WHAT IS REQUIRED:
Though the entries contain pictures, the copy you make should hold only the rest, exactly as written.

● ● ● ● ●

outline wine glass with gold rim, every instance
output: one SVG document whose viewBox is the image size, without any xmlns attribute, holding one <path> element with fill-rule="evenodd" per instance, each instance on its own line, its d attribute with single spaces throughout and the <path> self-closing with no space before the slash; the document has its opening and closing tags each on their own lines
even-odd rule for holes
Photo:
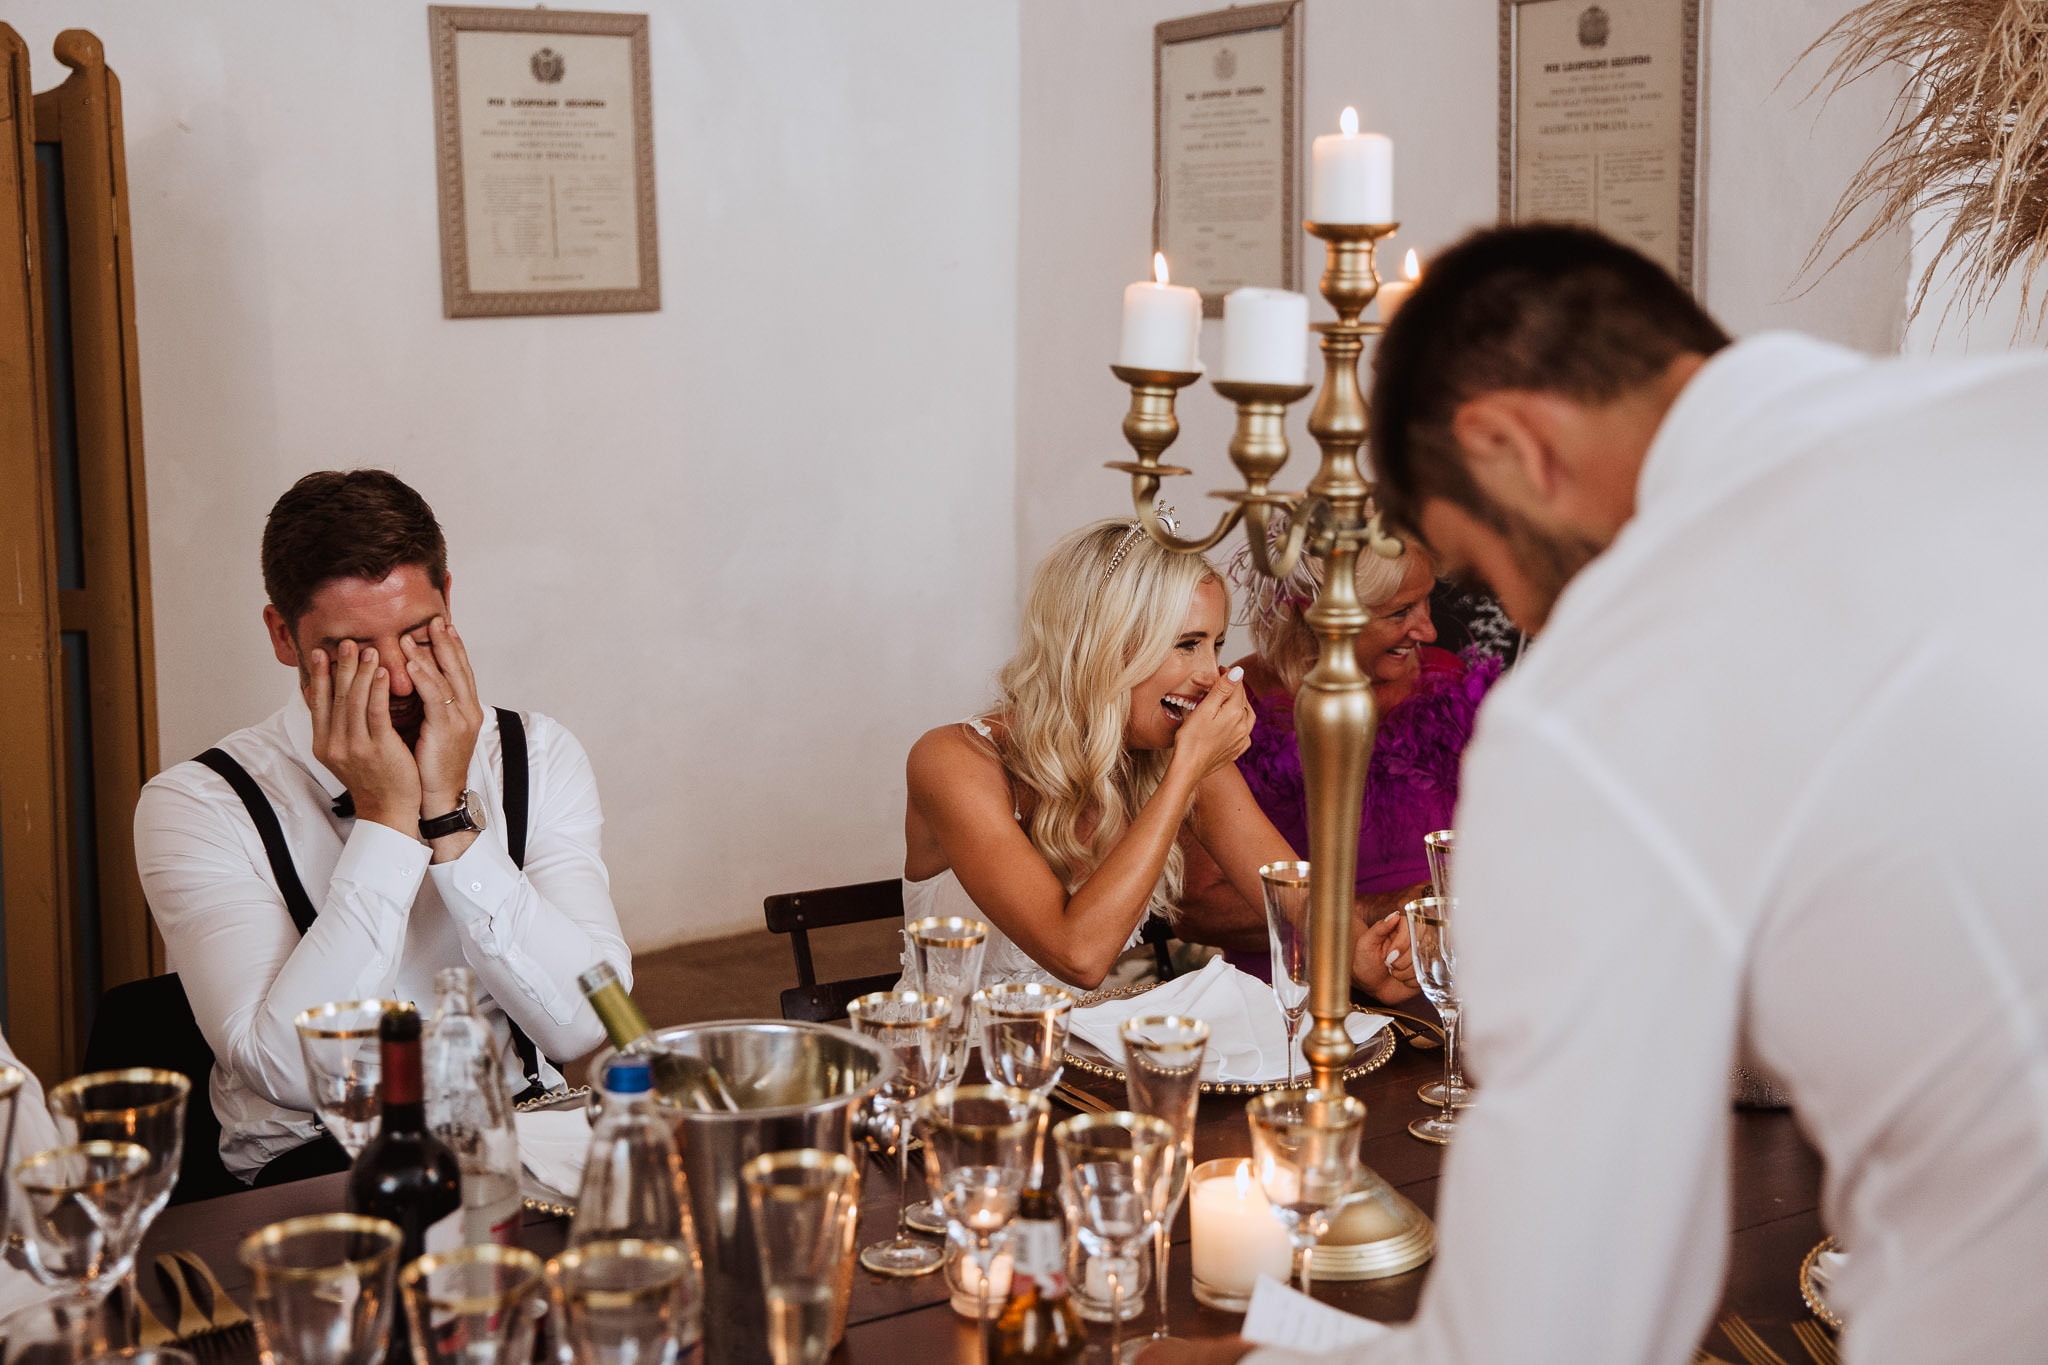
<svg viewBox="0 0 2048 1365">
<path fill-rule="evenodd" d="M 1408 1131 L 1424 1142 L 1439 1145 L 1449 1142 L 1458 1130 L 1459 1104 L 1471 1100 L 1464 1083 L 1464 1057 L 1459 1051 L 1463 1036 L 1459 1032 L 1462 1005 L 1458 998 L 1458 956 L 1451 940 L 1452 912 L 1457 904 L 1449 896 L 1424 896 L 1402 908 L 1408 916 L 1408 950 L 1415 955 L 1415 984 L 1422 988 L 1423 995 L 1436 1006 L 1437 1016 L 1444 1021 L 1444 1078 L 1435 1089 L 1434 1099 L 1427 1086 L 1418 1092 L 1424 1101 L 1441 1107 L 1409 1124 Z"/>
<path fill-rule="evenodd" d="M 263 1365 L 376 1365 L 391 1345 L 398 1225 L 353 1213 L 287 1218 L 242 1239 Z"/>
<path fill-rule="evenodd" d="M 540 1257 L 485 1242 L 422 1256 L 398 1276 L 421 1365 L 527 1365 L 547 1306 Z"/>
<path fill-rule="evenodd" d="M 1188 1192 L 1194 1160 L 1195 1111 L 1202 1098 L 1202 1059 L 1209 1050 L 1209 1026 L 1177 1014 L 1141 1014 L 1117 1030 L 1124 1045 L 1125 1103 L 1173 1130 L 1172 1149 L 1157 1164 L 1152 1223 L 1152 1283 L 1159 1290 L 1159 1320 L 1133 1354 L 1154 1341 L 1169 1341 L 1166 1325 L 1166 1265 L 1174 1216 Z"/>
<path fill-rule="evenodd" d="M 148 1149 L 133 1142 L 73 1143 L 15 1162 L 15 1222 L 35 1277 L 105 1298 L 135 1265 L 148 1170 Z"/>
<path fill-rule="evenodd" d="M 852 1290 L 860 1171 L 843 1152 L 768 1152 L 740 1168 L 775 1365 L 819 1365 Z"/>
<path fill-rule="evenodd" d="M 901 1182 L 896 1235 L 863 1247 L 860 1263 L 877 1275 L 929 1275 L 946 1264 L 945 1249 L 936 1242 L 912 1237 L 904 1223 L 904 1213 L 910 1207 L 912 1106 L 919 1096 L 952 1079 L 953 1050 L 946 1026 L 953 1017 L 953 1002 L 923 991 L 877 991 L 849 1004 L 846 1017 L 856 1030 L 887 1048 L 896 1059 L 895 1070 L 876 1096 L 895 1134 L 896 1174 Z"/>
<path fill-rule="evenodd" d="M 378 1025 L 387 1010 L 410 1008 L 398 1000 L 336 1000 L 301 1010 L 292 1020 L 306 1059 L 313 1112 L 350 1161 L 377 1136 L 384 1117 L 378 1099 L 384 1078 Z"/>
<path fill-rule="evenodd" d="M 1259 869 L 1266 892 L 1266 945 L 1271 951 L 1273 998 L 1287 1029 L 1287 1084 L 1294 1085 L 1295 1042 L 1308 1012 L 1309 865 L 1290 861 Z"/>
<path fill-rule="evenodd" d="M 906 925 L 903 937 L 910 945 L 905 984 L 953 1002 L 953 1017 L 946 1025 L 947 1046 L 953 1052 L 947 1075 L 958 1079 L 967 1070 L 967 1055 L 974 1046 L 974 1006 L 969 997 L 981 985 L 988 924 L 965 915 L 927 915 Z M 946 1211 L 935 1194 L 905 1209 L 903 1221 L 935 1237 L 946 1233 Z"/>
</svg>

● ● ● ● ●

TASK SOLUTION:
outline wine glass with gold rim, every instance
output: one SVG document whose viewBox is the image size, without any xmlns attribute, holding one <path> element with fill-rule="evenodd" per instance, each instance on its own line, its d attribute with single spaces throughout and the <path> self-closing with no space before the slash; the document has its opening and closing tags each on their own lines
even-odd rule for holes
Photo:
<svg viewBox="0 0 2048 1365">
<path fill-rule="evenodd" d="M 1408 1131 L 1424 1142 L 1439 1145 L 1449 1142 L 1458 1130 L 1459 1104 L 1471 1100 L 1464 1083 L 1464 1057 L 1459 1051 L 1463 1036 L 1459 1032 L 1462 1005 L 1458 998 L 1458 956 L 1451 940 L 1452 912 L 1457 904 L 1449 896 L 1424 896 L 1402 908 L 1408 916 L 1408 950 L 1415 955 L 1415 984 L 1422 988 L 1423 995 L 1436 1006 L 1437 1016 L 1444 1021 L 1444 1078 L 1435 1089 L 1434 1099 L 1427 1086 L 1418 1092 L 1424 1101 L 1441 1107 L 1409 1124 Z"/>
<path fill-rule="evenodd" d="M 263 1365 L 376 1365 L 391 1345 L 398 1225 L 353 1213 L 287 1218 L 242 1239 Z"/>
<path fill-rule="evenodd" d="M 540 1257 L 485 1242 L 422 1256 L 398 1276 L 421 1365 L 527 1365 L 547 1306 Z"/>
<path fill-rule="evenodd" d="M 1188 1192 L 1194 1160 L 1195 1111 L 1202 1098 L 1202 1059 L 1209 1050 L 1209 1026 L 1177 1014 L 1141 1014 L 1117 1030 L 1124 1045 L 1125 1103 L 1173 1130 L 1172 1149 L 1157 1164 L 1152 1223 L 1152 1283 L 1159 1290 L 1159 1320 L 1133 1354 L 1154 1341 L 1169 1341 L 1166 1325 L 1166 1265 L 1174 1216 Z"/>
<path fill-rule="evenodd" d="M 148 1149 L 133 1142 L 73 1143 L 15 1162 L 15 1222 L 35 1277 L 105 1298 L 135 1265 L 148 1170 Z"/>
<path fill-rule="evenodd" d="M 852 1290 L 860 1171 L 843 1152 L 768 1152 L 740 1168 L 775 1365 L 819 1365 Z"/>
<path fill-rule="evenodd" d="M 901 1182 L 896 1235 L 863 1247 L 860 1263 L 877 1275 L 929 1275 L 946 1264 L 945 1249 L 936 1242 L 912 1237 L 904 1223 L 904 1213 L 910 1207 L 912 1106 L 919 1096 L 952 1079 L 953 1050 L 946 1026 L 953 1017 L 953 1002 L 923 991 L 877 991 L 849 1004 L 846 1017 L 856 1030 L 887 1048 L 896 1059 L 895 1070 L 876 1096 L 895 1134 L 896 1174 Z"/>
<path fill-rule="evenodd" d="M 378 1025 L 387 1010 L 410 1008 L 398 1000 L 336 1000 L 301 1010 L 292 1020 L 306 1059 L 313 1112 L 350 1161 L 377 1136 L 384 1117 L 378 1099 L 384 1078 Z"/>
<path fill-rule="evenodd" d="M 1259 869 L 1266 892 L 1266 945 L 1271 951 L 1273 998 L 1287 1029 L 1287 1084 L 1294 1085 L 1295 1042 L 1308 1012 L 1309 865 L 1290 861 Z"/>
<path fill-rule="evenodd" d="M 906 925 L 903 937 L 910 945 L 905 984 L 953 1002 L 953 1017 L 946 1025 L 947 1046 L 953 1052 L 947 1075 L 958 1079 L 967 1070 L 967 1055 L 974 1046 L 974 1006 L 969 997 L 981 985 L 988 924 L 965 915 L 927 915 Z M 946 1211 L 935 1194 L 905 1209 L 903 1221 L 935 1237 L 946 1233 Z"/>
</svg>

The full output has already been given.